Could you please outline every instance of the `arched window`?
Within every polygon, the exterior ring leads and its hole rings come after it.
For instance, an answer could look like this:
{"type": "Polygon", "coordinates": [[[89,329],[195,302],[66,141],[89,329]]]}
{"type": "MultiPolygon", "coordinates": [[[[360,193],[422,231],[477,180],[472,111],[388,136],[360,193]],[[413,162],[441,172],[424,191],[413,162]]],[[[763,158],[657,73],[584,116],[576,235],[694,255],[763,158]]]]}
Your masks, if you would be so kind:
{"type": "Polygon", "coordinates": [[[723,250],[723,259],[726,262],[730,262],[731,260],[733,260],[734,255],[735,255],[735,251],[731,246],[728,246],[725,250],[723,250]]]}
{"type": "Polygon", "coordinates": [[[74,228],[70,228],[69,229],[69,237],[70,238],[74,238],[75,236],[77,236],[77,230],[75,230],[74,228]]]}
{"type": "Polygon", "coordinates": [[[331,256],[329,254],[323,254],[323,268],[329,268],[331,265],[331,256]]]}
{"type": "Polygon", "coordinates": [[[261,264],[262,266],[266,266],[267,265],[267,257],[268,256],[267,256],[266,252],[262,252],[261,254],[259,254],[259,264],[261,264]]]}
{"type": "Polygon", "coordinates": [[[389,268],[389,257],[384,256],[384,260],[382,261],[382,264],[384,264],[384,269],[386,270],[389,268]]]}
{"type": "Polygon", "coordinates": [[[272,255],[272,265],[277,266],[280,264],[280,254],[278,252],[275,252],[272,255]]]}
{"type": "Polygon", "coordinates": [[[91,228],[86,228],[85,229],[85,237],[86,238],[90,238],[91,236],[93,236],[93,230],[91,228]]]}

◆ ◆ ◆ ◆ ◆

- [YOUR OBJECTIVE]: Search the material for "instance" and copy each matching line.

- [RESULT OF THE TASK]:
Could you please outline every instance of the `arched window`?
For instance, an answer could look like this:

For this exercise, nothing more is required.